• _SHORT TASK A_
In the triangle thread, rewrite the paragraph that begins "In my opinion, the law of sines" as a short list that keeps its main points.
• _SHORT TASK B_
From the triangle thread, copy everything from "Read it at your" down to "use the law of sines." word for word.

Start of EXTRACT TO READ

Question

In ΔABC, if the lengths of sides a and c are 8 centimeters and 16 centimeters, respectively, and the measure of is 10 years ago

Answer 1

Hint, use the law of cosine

Answer 2

a^2=b^2+c^2-2bc(cos(A))

Answer 3

Does the figure look like the problem?

Answer 4

it does now have a picture

Answer 5

Ok.
Notice that I have side a = 8 cm opposite angle A.
Side c = 16 cm opposite angle C.
Side b opposite angle B.
That means my figure corresponds tot eh given ifo of the problem, ok?

Answer 6

Are you studying the laws of sines and cosines?

Answer 7

yes

Answer 8

If you had a problem in which you could use the law of sines or the law of cosines, and it's your choice, which law would you rather use?

Answer 9

Do you prefer using this (law of sines)

\(\dfrac{\sin A}{a} = \dfrac{\sin B}{b} = \dfrac{\sin C}{c} \)

or this (law of cosines)?

\(c^2 = a^2 + b^2 - 2ab \cos C\)

Answer 10

I have to go, so I'll just explain it to you.
Read it at your pace, and ask any questions you have.
I'll try to answer next time I'm on.

Answer 11

In my opinion, the law of sines is easier to use than the law of cosines.
The law of sines a simple proportion.
The law of cosines is a much longer expression.
If I have a choice, I always prefer using the law of sines.

Answer 12

The problem is that you are not always able to use the law of sines.

End of EXTRACT TO READ
Start of GIVEN DATA

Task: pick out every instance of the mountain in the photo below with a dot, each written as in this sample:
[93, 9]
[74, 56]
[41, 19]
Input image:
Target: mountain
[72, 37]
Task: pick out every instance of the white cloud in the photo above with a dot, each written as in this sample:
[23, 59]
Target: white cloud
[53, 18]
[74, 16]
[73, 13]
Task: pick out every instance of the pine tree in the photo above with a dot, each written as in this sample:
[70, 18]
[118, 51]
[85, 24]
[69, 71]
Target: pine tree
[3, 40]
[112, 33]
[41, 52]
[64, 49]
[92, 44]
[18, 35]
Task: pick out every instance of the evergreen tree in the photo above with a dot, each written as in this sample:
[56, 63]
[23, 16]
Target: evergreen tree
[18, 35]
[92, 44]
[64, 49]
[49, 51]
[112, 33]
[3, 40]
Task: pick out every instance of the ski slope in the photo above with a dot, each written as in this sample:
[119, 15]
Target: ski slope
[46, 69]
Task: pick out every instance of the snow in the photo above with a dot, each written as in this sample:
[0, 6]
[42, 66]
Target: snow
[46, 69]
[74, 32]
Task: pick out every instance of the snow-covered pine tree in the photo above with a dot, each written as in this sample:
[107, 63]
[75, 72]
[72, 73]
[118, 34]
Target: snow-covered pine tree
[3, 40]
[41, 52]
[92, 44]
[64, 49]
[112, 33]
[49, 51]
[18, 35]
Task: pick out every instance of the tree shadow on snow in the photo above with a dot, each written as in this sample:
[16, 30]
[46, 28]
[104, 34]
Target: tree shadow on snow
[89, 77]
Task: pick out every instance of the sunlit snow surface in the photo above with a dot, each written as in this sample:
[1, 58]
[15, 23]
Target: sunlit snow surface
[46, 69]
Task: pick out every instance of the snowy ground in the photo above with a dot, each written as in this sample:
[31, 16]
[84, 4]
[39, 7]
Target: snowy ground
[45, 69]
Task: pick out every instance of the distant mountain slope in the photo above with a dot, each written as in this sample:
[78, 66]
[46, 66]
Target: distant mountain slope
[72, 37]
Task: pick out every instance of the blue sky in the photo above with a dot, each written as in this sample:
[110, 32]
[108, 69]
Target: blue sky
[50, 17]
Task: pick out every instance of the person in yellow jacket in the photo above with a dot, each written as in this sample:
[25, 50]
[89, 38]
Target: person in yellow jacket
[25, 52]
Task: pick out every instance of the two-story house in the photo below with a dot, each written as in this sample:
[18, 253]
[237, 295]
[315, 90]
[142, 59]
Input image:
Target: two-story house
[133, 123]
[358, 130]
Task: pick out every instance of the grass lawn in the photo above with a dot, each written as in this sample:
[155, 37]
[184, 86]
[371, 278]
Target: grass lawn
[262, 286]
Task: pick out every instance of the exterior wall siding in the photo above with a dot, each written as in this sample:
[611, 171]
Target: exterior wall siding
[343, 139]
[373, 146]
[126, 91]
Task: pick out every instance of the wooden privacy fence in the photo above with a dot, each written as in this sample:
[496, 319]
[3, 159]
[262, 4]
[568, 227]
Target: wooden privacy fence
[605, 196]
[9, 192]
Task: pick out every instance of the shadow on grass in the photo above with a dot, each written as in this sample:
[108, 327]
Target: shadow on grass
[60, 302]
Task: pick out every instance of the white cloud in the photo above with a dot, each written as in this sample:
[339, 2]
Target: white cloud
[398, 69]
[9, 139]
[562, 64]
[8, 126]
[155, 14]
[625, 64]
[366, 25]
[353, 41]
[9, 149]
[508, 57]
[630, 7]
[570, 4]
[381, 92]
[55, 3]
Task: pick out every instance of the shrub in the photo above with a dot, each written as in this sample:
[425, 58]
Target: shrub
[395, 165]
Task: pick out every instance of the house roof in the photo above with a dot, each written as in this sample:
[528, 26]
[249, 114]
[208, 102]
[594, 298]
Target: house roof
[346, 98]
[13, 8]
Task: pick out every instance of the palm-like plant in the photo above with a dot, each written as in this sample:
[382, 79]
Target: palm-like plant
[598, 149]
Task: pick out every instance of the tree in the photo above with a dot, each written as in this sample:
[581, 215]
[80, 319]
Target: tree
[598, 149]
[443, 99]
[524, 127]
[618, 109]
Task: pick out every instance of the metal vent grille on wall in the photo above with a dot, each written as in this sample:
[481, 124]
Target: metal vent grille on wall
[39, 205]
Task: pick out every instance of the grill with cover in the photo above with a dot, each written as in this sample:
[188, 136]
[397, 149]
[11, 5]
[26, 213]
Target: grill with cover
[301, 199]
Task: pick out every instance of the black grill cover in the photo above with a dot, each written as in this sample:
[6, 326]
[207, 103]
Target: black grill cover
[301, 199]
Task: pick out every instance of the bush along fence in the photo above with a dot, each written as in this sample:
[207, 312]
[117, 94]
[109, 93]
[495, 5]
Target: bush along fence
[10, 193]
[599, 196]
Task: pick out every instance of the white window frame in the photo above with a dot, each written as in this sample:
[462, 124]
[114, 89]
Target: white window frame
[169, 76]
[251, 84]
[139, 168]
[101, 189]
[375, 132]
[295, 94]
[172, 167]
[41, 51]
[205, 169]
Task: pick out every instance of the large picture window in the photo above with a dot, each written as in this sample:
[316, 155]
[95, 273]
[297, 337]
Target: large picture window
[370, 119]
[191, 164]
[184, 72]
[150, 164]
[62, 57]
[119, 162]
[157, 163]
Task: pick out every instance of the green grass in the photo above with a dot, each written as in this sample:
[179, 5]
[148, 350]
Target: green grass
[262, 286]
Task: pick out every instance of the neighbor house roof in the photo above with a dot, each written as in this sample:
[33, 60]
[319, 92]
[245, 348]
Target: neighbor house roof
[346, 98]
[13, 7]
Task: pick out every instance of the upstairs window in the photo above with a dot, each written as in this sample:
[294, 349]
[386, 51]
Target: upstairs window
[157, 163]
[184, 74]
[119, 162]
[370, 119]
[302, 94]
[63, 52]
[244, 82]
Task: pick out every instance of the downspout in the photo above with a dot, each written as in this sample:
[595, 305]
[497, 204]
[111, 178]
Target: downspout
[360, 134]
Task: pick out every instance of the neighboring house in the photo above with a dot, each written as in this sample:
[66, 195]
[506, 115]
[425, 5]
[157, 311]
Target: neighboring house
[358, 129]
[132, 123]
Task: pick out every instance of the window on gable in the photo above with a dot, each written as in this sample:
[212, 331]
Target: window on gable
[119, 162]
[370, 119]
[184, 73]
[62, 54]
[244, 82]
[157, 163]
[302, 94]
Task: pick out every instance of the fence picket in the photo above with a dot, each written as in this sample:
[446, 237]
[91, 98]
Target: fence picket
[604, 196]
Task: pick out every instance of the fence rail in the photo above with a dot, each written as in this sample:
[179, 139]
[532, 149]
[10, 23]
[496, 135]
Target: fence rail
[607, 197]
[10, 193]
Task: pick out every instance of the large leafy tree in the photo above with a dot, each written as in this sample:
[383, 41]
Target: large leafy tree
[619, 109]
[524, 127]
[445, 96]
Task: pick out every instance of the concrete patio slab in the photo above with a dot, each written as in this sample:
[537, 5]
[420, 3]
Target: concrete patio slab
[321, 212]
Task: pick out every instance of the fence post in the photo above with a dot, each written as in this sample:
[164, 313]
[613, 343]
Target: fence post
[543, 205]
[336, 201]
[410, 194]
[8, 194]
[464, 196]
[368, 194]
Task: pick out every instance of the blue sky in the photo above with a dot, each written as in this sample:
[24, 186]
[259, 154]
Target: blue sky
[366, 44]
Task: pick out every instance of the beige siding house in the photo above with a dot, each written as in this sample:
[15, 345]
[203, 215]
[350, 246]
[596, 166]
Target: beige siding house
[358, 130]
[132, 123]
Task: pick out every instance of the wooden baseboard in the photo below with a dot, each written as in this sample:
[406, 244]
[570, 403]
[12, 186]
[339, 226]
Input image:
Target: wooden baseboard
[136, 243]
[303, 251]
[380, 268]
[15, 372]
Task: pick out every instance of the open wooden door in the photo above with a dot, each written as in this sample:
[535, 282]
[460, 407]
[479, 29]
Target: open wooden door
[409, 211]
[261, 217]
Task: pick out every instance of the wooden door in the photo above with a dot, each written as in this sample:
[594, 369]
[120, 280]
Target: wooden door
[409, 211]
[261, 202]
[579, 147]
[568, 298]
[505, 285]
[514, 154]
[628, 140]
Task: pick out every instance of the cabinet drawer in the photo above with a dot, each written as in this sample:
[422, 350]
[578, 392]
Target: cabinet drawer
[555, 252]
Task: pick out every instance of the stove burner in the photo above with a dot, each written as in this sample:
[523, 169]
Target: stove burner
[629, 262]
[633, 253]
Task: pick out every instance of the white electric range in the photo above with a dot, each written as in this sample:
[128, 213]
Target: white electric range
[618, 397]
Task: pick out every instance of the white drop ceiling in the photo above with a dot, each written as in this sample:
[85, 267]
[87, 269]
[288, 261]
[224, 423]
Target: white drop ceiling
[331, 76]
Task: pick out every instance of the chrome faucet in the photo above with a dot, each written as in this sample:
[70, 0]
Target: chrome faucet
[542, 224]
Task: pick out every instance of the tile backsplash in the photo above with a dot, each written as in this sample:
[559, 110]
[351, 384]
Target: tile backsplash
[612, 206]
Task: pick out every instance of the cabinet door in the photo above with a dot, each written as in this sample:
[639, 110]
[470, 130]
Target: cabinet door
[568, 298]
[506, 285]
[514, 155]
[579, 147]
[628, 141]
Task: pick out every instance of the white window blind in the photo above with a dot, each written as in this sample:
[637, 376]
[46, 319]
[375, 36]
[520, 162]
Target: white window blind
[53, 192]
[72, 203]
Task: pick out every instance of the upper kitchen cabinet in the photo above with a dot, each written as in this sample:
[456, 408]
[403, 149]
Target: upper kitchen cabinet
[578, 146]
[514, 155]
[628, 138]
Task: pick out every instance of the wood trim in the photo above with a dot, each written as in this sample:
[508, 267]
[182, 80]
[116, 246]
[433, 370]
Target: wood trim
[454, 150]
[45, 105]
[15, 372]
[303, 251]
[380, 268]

End of GIVEN DATA

• _COMPLETE OUTPUT A_
- The law of sines is easier to use than the law of cosines.
- The law of sines is a simple proportion.
- The law of cosines is a much longer expression.
- Given the choice, the writer always prefers the law of sines.

• _COMPLETE OUTPUT B_
Read it at your pace, and ask any questions you have.
I'll try to answer next time I'm on.

Answer 11

In my opinion, the law of sines is easier to use than the law of cosines.
The law of sines a simple proportion.
The law of cosines is a much longer expression.
If I have a choice, I always prefer using the law of sines.

Answer 12

The problem is that you are not always able to use the law of sines.